Raw records:

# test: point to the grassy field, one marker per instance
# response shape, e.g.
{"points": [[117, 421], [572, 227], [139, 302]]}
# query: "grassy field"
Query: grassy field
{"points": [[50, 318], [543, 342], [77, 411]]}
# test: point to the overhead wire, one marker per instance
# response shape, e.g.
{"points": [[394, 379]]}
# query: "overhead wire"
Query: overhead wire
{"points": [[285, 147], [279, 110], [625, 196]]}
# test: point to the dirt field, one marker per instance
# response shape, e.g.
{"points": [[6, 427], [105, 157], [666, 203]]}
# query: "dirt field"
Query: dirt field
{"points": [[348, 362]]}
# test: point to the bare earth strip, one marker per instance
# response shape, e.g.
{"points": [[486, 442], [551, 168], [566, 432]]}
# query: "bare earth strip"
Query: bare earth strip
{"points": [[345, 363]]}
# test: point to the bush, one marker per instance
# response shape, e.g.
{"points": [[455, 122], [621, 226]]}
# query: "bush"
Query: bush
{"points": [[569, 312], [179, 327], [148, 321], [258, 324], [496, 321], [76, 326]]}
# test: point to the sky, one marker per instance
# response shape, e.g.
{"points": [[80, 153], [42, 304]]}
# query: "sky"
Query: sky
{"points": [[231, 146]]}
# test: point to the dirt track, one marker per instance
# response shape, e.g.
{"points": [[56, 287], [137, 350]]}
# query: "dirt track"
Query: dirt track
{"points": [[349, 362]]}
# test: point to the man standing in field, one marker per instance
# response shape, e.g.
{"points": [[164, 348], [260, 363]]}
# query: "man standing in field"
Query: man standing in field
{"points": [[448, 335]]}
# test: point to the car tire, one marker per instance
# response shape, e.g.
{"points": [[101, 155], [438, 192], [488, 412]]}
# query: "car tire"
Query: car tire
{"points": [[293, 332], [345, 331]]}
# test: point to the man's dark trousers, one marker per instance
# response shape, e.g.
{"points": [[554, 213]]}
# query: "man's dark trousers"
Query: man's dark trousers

## [Exercise task]
Reproduce every line of the records above, unchanged and in the same order.

## [Correct output]
# test: point to the grassy field, one marker per instance
# response shape, e.g.
{"points": [[117, 421], [572, 227], [139, 302]]}
# query: "grassy field"
Query: grassy field
{"points": [[50, 318], [543, 342], [77, 411]]}
# test: point to the overhead wire, one marker per instance
# response shape, e.g.
{"points": [[394, 379]]}
# query: "overhead wire"
Query: overhead wire
{"points": [[285, 147], [279, 110], [625, 196]]}
# test: point to the dirt field, one marker per instance
# response shape, e.g.
{"points": [[6, 427], [105, 157], [666, 203]]}
# query: "dirt field"
Query: dirt field
{"points": [[348, 362]]}
# test: point to the bare earth strip, one marker per instance
# response shape, e.g.
{"points": [[486, 442], [551, 168], [566, 432]]}
# query: "bare earth strip"
Query: bare earth strip
{"points": [[345, 363]]}
# test: point to the bush, one marker per instance
# response shape, e.g.
{"points": [[455, 122], [621, 226]]}
# query: "bush"
Query: bush
{"points": [[569, 312], [179, 327], [148, 321], [258, 324], [496, 321], [76, 326]]}
# test: point to the sky, one marker per instance
# response shape, e.g.
{"points": [[80, 153], [42, 304]]}
# query: "sky"
Query: sky
{"points": [[231, 146]]}
# test: point to the dirt track, one marker per instance
# response shape, e.g.
{"points": [[56, 287], [137, 350]]}
# query: "dirt track"
Query: dirt track
{"points": [[349, 362]]}
# test: point to the man standing in field, one marker per instance
# response shape, e.g.
{"points": [[164, 348], [260, 363]]}
# query: "man standing in field"
Query: man standing in field
{"points": [[448, 335]]}
# test: point to the car tire, one marker per instance
# response shape, e.g.
{"points": [[101, 155], [438, 192], [488, 412]]}
# query: "car tire"
Query: car tire
{"points": [[293, 332], [345, 331]]}
# test: point to the man's dark trousers, one marker per instance
# response shape, e.g.
{"points": [[554, 213]]}
# query: "man's dark trousers"
Query: man's dark trousers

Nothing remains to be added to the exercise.